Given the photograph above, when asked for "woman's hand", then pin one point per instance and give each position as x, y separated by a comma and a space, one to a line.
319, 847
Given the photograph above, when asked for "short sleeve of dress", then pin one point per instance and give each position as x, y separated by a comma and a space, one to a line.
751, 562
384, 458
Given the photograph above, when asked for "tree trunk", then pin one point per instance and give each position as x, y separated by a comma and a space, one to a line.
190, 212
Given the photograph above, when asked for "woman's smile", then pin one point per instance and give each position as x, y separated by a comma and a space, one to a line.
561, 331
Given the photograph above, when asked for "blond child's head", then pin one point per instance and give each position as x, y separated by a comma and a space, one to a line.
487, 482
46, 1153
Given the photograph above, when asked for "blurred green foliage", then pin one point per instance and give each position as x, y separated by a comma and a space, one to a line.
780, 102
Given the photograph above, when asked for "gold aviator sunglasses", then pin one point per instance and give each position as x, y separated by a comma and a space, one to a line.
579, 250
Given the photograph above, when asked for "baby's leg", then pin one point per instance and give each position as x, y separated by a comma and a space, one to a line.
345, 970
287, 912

• • •

[TASK TO COMPLETE]
Can you restate every record above word for word?

[ANSWER TO THE PROBLEM]
Given the photograph above, when asked for "woman's hand", then pin one point per instance and give each position as x, y separated by a comma and a space, one to a line.
319, 847
Given the photograph above, when asked for "short sleeve of dress", then pin one point per instance and give each position as x, y separated by a comma and a space, one to a line.
751, 562
384, 458
Given the photograph above, when asked for "tree trunk", then pin one point per instance and give each position as x, y separated by a comma and a space, one to a line.
190, 212
Given the photograph above, when asked for "woman's smile", then pin one point per instance and give each position as x, y separated by a comma and a space, one to a line.
561, 331
Given the photograph above, when asked for "blond child's head", then pin one point per instance and give each position as x, y separated by a comma and a space, one to a line.
487, 482
46, 1153
Given the photograph above, when asked for "blurred green foliage", then pin one point per instance and give each position as x, y separated by a comma and a space, one to a line.
780, 102
Given the photograph above, when asked for "gold aviator sunglasses", then pin one point per instance and give each position as x, y separated by a comma and a space, one to a line.
579, 250
Given the photograph above, when asked for "baby's leg", then pin one point per instance and give each position as x, y separated by a comma and a space, one to a line.
345, 970
287, 912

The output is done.